(Information given)
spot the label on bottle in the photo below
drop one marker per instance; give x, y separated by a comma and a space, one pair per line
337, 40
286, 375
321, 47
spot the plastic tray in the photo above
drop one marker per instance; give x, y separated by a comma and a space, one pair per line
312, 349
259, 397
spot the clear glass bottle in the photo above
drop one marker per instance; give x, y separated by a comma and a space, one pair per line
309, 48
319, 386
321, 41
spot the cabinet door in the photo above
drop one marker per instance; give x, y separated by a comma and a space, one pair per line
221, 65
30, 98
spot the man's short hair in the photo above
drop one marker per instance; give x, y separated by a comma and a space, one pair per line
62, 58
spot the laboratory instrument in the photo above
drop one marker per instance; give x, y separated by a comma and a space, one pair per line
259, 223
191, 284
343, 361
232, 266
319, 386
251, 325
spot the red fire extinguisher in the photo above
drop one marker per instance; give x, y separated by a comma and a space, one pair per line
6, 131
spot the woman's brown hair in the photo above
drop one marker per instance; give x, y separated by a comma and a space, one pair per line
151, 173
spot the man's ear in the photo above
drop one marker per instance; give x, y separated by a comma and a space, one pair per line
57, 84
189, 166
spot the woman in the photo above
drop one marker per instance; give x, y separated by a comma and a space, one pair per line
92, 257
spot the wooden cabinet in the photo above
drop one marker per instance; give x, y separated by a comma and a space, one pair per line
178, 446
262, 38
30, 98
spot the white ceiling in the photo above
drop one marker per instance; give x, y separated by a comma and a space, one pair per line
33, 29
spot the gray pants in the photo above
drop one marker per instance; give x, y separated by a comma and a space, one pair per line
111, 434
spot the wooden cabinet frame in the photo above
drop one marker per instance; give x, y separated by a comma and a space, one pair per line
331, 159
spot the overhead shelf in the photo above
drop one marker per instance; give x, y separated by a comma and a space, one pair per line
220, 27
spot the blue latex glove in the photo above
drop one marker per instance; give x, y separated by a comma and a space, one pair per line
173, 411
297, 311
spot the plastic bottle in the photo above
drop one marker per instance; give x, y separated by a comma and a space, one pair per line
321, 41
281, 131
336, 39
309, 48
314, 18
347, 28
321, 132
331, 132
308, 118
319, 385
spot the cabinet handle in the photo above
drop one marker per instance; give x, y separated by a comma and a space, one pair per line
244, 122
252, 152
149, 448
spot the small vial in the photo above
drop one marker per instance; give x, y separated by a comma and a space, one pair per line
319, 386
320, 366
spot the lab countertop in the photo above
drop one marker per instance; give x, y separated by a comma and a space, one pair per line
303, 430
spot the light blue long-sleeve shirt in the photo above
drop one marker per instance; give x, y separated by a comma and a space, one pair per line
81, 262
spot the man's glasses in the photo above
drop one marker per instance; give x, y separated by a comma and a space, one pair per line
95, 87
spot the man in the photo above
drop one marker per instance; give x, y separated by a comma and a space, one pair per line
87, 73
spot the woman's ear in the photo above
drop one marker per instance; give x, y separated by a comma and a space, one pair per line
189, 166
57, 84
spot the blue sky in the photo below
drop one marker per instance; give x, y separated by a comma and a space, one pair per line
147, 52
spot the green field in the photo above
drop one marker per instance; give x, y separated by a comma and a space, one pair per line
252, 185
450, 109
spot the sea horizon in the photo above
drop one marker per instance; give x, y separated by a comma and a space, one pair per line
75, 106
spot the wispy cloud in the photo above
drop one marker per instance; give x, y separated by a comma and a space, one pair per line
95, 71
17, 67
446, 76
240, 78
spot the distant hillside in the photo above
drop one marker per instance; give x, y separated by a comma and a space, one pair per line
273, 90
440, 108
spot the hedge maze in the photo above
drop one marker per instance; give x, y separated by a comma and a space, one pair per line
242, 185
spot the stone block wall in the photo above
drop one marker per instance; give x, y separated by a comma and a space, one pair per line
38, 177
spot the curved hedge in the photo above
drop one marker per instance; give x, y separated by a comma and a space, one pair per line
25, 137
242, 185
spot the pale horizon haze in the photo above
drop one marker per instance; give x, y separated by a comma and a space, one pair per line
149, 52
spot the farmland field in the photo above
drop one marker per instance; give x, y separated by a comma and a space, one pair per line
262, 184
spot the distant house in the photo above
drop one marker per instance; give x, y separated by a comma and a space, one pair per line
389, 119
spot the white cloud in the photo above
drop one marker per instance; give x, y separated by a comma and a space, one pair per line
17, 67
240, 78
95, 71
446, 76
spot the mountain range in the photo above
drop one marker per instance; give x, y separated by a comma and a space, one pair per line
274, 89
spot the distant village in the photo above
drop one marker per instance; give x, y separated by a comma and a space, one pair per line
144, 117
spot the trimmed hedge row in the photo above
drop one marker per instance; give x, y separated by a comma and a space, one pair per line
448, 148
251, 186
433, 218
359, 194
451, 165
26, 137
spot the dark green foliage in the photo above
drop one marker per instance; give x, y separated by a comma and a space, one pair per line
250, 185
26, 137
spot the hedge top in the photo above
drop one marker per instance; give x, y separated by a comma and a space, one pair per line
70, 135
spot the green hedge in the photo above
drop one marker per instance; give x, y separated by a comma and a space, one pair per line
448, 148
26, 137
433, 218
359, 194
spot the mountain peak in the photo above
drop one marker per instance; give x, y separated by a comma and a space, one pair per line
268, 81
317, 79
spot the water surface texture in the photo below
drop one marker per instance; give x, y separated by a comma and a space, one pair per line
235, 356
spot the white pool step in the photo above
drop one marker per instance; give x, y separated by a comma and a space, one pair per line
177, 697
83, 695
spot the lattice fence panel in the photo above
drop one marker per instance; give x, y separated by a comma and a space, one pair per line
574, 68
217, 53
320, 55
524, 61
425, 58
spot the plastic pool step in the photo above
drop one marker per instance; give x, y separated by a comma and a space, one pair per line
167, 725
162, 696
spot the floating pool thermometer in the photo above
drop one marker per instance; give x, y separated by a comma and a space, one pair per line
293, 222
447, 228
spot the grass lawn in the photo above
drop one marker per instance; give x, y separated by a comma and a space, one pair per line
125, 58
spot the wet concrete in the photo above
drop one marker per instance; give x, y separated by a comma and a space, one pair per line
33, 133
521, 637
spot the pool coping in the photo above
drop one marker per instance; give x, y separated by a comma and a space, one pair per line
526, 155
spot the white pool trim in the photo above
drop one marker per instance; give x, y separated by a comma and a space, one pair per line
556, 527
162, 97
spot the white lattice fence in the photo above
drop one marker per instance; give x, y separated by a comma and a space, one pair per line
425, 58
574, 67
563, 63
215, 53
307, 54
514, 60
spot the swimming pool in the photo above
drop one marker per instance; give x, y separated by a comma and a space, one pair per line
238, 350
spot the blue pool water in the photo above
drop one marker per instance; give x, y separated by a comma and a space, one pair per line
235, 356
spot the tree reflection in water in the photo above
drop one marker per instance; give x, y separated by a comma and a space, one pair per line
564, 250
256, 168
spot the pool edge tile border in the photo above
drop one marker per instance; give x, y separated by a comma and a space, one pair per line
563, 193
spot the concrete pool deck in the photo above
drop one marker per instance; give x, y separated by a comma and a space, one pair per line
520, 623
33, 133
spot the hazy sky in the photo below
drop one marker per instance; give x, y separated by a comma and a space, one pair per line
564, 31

(What is needed) Show all lines in the entries above where the word "hair" appears.

(Task solution)
spot the man's short hair in the photo above
spot the woman's brown hair in the photo above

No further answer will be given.